- _ЗАДАНИЕ A_
Из какого сборника взято стихотворение Марины Бородицкой, приведённое во фрагменте?
- _ЗАДАНИЕ B_
Воспроизведите дословно часть фрагмента, которая открывается словами, содержащими "У меня беспорядок, но", и закрывается словами "почти не перебираю.".

Бабушка, видишь, я мою в передней пол.
У меня беспорядок, но в общем довольно чисто.
Глажу белье, постелив одеяльце на стол,
И дети мои читают Оливер‑Твиста.
Бабушка, видишь, я разбиваю яйцо,
Не перегрев сковородку, совсем как надо.
В мире, где Хаос дышит сивухой в лицо,
Я надуваю пузырь тишины и уклада.
Бабушка, видишь, я отгоняю безумье и страх,
Я потери несу, отступаю к самому краю:
Рис еще промываю в семи водах,
А вот гречку уже почти не перебираю.
Бабушка, видишь, я в карауле стою
Над молоком, и мерцает непрочная сфера...
Вот отобьемся – приду наконец на могилу твою,
Как к неизвестному воину, бабушка Вера!
Марина Бородицкая.
Из сборника "Я раздеваю солдата"
Я хочу рассказать вам несколько историй о наследстве – полученном и не полученном, но одинаково важном. О том, что можно найти в "бабушкином сундуке", куда до нас и даже до нее складывались невидимые части наследства "по женской линии", ненаписанной и невостребованной женской истории. Если вы вообще читаете эту книжку, вряд ли возникнет вопрос о том, зачем туда заглядывать. Кларисса Пинкола Эстес называет это "собиранием костей" и рассказывает восхитительную и ужасающую – именно так, одновременно и только одновременно! – легенду о Костяной Женщине или Волчице, La Loba, собирающей в пустыне и пением оживляющей косточки. Из кажущихся мертвыми и бессмысленными фрагментов – живое и целое:
"Есть старая женщина, обитающая в тайном месте, которое каждая из нас знает в своей душе, но мало кто видел воочию. Как и старухи из сказок Восточной Европы, она дожидается, когда к ней придет сбившийся с пути скиталец или искатель.[...]
Единственная работа La Loba – собирать кости. Она собирает и хранит главным образом то, чему угрожает опасность стать потерянным для мира"*.
"Старухи из сказок Восточной Европы" – это компания Бабы‑яги, которая и сама‑то – Костяная нога, и обращаются к ней поневоле, в трудной и безвыходной ситуации. "Забор из человечьих костей" – граница ее владений, именно при взгляде на них замирает от ужаса Василиса, да и кто бы не испугался? Однако вскорости оказывается, что черепа на заборе находятся не столько для устрашения, сколько для света. Того, за которым приходит Василиса.
Как‑то само выходило, что на наших женских группах работа нередко поворачивалась к семейной истории, генеалогическому древу. Не только бабушки, которых мы все‑таки знали и помним, но и прабабушки и даже еще более дальние предки оказывались вдруг хранительницами страшных тайн или исцеляющих посланий – чаще, впрочем, и того, и другого. Разумеется, в работе мы имеем дело не с фактологией, – это же не следственный эксперимент! – а с семейной легендой, в которой каждая деталь и предмет сохранился не случайно, которую общими усилиями соткали многие люди. Кто‑то из них все пересказал по‑своему, кто‑то многозначительно промолчал, кто‑то добавил ярких красок, и у всех были на то свои причины.

- _Собранные данные_
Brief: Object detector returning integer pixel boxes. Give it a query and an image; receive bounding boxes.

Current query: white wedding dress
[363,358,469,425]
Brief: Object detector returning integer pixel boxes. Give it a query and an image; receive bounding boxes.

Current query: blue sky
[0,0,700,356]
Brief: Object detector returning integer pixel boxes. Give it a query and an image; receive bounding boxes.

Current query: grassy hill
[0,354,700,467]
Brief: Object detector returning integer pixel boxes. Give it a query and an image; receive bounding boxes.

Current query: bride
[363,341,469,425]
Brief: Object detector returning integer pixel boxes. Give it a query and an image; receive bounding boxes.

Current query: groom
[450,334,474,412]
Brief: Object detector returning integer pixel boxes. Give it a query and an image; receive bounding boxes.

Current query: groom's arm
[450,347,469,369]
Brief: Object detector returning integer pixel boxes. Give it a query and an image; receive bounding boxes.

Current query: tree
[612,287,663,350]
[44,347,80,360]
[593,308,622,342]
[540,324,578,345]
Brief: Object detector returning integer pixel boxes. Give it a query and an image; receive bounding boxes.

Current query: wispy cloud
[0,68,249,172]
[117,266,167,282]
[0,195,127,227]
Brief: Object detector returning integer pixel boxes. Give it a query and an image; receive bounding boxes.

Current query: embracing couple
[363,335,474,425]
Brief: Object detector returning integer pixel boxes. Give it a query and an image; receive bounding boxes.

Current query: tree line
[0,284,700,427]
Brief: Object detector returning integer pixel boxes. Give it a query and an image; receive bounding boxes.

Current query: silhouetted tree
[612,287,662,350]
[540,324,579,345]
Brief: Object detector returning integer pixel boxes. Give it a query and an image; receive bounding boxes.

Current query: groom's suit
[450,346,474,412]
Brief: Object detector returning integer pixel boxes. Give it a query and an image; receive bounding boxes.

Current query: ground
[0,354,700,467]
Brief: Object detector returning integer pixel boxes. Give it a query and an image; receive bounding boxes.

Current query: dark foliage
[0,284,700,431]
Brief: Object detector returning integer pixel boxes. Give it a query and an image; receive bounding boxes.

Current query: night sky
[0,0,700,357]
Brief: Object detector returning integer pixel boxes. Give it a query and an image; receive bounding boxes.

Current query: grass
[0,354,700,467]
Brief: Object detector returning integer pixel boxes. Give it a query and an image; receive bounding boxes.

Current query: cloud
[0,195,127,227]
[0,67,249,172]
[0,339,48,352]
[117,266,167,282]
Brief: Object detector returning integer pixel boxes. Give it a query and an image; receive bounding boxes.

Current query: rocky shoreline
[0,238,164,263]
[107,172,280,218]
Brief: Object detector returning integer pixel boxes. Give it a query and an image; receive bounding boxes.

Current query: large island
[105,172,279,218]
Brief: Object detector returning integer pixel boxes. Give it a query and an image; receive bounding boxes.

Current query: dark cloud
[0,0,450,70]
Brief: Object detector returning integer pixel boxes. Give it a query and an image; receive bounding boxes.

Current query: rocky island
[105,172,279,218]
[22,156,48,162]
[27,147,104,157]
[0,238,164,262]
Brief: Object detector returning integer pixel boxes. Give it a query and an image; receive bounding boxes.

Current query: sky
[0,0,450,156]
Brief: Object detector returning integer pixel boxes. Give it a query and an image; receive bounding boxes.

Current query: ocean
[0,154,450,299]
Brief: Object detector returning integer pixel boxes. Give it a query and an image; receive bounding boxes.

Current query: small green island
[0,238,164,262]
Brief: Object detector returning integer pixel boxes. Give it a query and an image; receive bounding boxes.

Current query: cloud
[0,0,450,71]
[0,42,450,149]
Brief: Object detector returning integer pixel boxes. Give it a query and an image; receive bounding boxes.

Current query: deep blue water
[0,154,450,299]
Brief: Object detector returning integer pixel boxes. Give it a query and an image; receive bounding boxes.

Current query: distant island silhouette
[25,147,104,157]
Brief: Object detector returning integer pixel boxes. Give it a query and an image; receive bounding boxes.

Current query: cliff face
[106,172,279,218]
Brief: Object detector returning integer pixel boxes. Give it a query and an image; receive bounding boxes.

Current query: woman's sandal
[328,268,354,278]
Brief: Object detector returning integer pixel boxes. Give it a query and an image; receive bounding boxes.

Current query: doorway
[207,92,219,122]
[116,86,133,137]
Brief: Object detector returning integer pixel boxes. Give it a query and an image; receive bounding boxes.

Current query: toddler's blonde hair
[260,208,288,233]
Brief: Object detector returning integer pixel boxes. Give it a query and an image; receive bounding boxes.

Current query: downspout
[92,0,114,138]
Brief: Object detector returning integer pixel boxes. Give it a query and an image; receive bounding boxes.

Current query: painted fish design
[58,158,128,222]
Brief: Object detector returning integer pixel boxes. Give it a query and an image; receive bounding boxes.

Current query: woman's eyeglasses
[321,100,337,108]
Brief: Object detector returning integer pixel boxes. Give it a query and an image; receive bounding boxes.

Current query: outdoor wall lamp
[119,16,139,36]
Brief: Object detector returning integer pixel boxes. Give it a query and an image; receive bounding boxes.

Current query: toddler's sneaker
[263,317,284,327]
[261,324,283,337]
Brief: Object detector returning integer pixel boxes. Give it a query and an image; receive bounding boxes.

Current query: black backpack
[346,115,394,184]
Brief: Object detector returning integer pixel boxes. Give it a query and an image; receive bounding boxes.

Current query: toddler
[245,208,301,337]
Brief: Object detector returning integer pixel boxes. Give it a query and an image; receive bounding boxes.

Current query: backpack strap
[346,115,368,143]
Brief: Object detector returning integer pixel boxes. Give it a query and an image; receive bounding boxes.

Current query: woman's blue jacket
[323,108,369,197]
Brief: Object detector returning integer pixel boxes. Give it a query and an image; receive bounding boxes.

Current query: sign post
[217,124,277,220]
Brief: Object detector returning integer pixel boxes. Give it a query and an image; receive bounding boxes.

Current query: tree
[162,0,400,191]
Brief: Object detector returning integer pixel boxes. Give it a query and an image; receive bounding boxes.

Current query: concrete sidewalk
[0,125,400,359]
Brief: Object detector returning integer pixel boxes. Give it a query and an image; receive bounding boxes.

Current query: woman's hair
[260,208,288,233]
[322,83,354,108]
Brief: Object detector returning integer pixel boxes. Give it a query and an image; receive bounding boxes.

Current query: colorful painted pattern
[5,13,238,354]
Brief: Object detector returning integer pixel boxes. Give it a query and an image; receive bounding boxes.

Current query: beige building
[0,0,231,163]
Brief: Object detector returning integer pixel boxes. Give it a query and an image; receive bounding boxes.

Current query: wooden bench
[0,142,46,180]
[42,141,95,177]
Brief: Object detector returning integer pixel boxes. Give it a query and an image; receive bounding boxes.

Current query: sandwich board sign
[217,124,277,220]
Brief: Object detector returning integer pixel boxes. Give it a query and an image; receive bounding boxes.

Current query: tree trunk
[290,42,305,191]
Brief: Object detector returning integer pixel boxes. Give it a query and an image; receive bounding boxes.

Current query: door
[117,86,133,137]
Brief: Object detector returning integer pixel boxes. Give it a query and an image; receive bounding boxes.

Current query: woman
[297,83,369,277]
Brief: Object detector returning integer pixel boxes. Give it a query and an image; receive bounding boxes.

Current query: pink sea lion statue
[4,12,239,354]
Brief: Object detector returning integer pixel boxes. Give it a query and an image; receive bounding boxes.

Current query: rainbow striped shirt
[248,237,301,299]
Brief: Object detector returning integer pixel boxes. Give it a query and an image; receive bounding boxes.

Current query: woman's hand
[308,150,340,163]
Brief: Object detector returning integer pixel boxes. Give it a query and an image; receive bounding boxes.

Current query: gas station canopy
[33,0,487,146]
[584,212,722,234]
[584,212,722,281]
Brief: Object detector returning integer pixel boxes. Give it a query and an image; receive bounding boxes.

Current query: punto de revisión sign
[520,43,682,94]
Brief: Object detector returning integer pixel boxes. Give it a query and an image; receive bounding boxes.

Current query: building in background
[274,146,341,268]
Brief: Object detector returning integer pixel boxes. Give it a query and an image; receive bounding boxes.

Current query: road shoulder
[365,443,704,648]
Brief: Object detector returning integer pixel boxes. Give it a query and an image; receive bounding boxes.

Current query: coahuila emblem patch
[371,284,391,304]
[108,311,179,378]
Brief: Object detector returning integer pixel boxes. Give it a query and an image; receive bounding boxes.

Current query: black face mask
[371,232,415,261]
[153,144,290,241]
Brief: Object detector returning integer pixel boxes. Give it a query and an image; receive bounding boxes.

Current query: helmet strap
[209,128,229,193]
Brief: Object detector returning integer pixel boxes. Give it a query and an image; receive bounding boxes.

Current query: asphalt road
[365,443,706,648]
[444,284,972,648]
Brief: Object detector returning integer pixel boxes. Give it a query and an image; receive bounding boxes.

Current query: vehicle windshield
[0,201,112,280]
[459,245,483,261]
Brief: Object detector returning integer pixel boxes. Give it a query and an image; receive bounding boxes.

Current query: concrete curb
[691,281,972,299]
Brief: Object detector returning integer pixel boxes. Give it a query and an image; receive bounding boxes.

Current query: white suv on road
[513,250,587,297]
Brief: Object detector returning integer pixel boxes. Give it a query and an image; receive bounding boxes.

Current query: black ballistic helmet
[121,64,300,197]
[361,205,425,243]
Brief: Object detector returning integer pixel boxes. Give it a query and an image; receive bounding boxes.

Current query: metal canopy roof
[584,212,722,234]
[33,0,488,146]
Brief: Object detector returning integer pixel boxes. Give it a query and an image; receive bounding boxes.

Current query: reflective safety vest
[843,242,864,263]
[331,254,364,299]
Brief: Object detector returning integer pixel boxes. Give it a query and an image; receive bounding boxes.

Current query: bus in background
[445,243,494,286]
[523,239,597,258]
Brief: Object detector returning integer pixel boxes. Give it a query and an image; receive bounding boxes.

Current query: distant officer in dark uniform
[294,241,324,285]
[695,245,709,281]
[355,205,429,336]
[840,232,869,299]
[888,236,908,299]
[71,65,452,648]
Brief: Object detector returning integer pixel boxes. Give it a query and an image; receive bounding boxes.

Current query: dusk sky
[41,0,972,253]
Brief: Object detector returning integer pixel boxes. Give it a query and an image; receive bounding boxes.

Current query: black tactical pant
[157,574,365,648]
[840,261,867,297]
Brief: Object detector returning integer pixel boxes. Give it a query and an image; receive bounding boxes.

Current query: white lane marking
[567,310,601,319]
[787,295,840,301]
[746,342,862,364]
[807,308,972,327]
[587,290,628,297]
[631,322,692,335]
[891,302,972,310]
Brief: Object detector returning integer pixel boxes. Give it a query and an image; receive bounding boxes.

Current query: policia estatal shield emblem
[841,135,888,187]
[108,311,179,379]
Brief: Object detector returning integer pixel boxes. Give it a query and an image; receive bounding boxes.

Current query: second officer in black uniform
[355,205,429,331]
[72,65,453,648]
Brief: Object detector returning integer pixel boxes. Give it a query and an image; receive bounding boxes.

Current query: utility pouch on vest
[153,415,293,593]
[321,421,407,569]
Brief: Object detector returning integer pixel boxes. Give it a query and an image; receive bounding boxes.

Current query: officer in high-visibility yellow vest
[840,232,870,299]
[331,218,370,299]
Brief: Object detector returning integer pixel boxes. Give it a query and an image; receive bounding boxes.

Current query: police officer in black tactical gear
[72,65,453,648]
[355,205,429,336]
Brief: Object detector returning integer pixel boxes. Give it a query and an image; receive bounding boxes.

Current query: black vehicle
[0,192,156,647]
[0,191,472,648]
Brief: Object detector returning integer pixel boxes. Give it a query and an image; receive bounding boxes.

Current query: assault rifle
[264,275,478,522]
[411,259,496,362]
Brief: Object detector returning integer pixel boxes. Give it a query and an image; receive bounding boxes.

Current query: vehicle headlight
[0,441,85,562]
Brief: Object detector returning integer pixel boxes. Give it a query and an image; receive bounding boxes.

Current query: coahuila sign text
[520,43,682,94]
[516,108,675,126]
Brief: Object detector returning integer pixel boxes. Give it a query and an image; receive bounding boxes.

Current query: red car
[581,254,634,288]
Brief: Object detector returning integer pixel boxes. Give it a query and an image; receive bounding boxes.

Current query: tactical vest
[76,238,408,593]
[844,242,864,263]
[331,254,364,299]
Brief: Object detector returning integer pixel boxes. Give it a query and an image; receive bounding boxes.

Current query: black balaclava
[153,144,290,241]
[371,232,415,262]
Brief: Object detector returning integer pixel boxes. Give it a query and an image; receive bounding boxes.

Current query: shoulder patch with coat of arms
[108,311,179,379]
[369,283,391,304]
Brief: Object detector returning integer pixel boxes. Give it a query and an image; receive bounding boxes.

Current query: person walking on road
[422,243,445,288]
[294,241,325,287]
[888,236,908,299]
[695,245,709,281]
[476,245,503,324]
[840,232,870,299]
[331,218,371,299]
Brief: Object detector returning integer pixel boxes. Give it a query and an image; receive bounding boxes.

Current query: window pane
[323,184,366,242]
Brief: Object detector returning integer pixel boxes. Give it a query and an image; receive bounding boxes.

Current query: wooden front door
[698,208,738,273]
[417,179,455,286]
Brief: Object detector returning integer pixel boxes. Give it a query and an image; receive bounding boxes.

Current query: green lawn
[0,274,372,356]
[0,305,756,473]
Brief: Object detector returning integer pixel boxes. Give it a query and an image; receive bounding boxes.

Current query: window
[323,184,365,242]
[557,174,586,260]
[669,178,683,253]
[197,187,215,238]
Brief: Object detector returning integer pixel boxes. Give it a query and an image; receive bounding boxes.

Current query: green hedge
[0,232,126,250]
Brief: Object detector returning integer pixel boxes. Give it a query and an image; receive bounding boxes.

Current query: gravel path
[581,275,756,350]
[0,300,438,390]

- _ОЖИДАЕМЫЙ ОТВЕТ A_
Из сборника "Я раздеваю солдата".

- _ОЖИДАЕМЫЙ ОТВЕТ B_
У меня беспорядок, но в общем довольно чисто.
Глажу белье, постелив одеяльце на стол,
И дети мои читают Оливер‑Твиста.
Бабушка, видишь, я разбиваю яйцо,
Не перегрев сковородку, совсем как надо.
В мире, где Хаос дышит сивухой в лицо,
Я надуваю пузырь тишины и уклада.
Бабушка, видишь, я отгоняю безумье и страх,
Я потери несу, отступаю к самому краю:
Рис еще промываю в семи водах,
А вот гречку уже почти не перебираю.